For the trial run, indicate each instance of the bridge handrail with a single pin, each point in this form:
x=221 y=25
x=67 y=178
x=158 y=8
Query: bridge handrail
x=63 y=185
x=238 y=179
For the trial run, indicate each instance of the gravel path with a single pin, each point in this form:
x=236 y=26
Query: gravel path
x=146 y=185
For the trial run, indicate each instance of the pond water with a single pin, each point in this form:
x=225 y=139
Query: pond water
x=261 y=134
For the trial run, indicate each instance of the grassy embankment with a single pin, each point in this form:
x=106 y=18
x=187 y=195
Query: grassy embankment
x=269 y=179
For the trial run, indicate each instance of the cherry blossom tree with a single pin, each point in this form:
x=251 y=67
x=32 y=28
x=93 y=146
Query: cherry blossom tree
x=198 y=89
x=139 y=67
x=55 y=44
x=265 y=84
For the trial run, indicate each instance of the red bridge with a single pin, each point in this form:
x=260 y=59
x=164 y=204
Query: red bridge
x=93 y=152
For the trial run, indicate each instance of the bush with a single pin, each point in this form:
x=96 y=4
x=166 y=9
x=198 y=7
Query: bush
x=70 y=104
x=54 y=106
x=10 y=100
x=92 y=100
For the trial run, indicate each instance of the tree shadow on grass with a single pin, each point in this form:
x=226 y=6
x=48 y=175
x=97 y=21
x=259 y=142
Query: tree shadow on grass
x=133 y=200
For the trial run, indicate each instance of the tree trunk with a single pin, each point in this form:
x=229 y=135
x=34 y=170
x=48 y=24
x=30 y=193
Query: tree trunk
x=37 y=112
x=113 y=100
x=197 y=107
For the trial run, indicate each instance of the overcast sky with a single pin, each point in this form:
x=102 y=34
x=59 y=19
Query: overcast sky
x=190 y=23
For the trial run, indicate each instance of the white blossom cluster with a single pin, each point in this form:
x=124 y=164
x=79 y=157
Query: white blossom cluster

THE TASK >> Turn the lines above into a Markdown table with the columns "Row" and "Line". Give each line its own numbered row, and leave out any blank lines.

RESULT >>
| Row | Line |
|---|---|
| 1 | For the trial run, indicate each instance of the bridge handrail with a single pin, each point in this form: |
| 2 | x=221 y=25 |
| 3 | x=67 y=178 |
| 4 | x=158 y=8 |
| 5 | Query: bridge handrail |
| 6 | x=63 y=185 |
| 7 | x=238 y=179 |
| 8 | For the trial run, indicate each instance of the gravel path with a single pin, each point in this form: |
| 9 | x=236 y=26 |
| 10 | Query: gravel path |
| 11 | x=146 y=185 |
| 12 | For the trial run, indicate each instance of the pond water with a single pin, each point in this form: |
| 13 | x=225 y=139 |
| 14 | Query: pond water |
| 15 | x=261 y=134 |
| 16 | For the trial run, indicate each instance of the grassy embankment with a single pin, each point in this form: |
| 17 | x=106 y=18 |
| 18 | x=187 y=195 |
| 19 | Query: grassy embankment |
| 20 | x=269 y=179 |
| 21 | For the trial run, indicate each instance of the cherry blossom tree with a single pin, each point in this form: |
| 22 | x=251 y=67 |
| 23 | x=32 y=28 |
| 24 | x=93 y=146 |
| 25 | Query: cherry blossom tree |
| 26 | x=198 y=89 |
| 27 | x=139 y=67 |
| 28 | x=55 y=44 |
| 29 | x=265 y=84 |
| 30 | For the trial run, indicate each instance of the red bridge with a single pin, each point in this form: |
| 31 | x=260 y=59 |
| 32 | x=164 y=204 |
| 33 | Query: red bridge |
| 34 | x=93 y=152 |
| 35 | For the trial run, indicate each instance of the bush with a single pin, each point in this form: |
| 36 | x=96 y=4 |
| 37 | x=166 y=9 |
| 38 | x=198 y=7 |
| 39 | Query: bush |
| 40 | x=70 y=104 |
| 41 | x=54 y=106 |
| 42 | x=10 y=100 |
| 43 | x=92 y=100 |
| 44 | For the trial run, indicate each instance of the tree shadow on grass with a single pin, each point in this form: |
| 45 | x=226 y=6 |
| 46 | x=48 y=175 |
| 47 | x=97 y=21 |
| 48 | x=259 y=142 |
| 49 | Query: tree shadow on grass |
| 50 | x=133 y=200 |
| 51 | For the trial run, indicate each instance of the tree trunk with a single pin, each point in this form: |
| 52 | x=229 y=135 |
| 53 | x=34 y=170 |
| 54 | x=48 y=24 |
| 55 | x=30 y=193 |
| 56 | Query: tree trunk |
| 57 | x=37 y=112 |
| 58 | x=113 y=100 |
| 59 | x=197 y=107 |
| 60 | For the trial run, indicate each instance of the overcast sky with a single pin, each point in this form: |
| 61 | x=102 y=34 |
| 62 | x=59 y=19 |
| 63 | Query: overcast sky |
| 64 | x=190 y=23 |
| 65 | For the trial run, indicate each instance of the white blossom cluster with a single pin, each point in this form: |
| 66 | x=124 y=164 |
| 67 | x=79 y=157 |
| 68 | Query: white blossom cluster |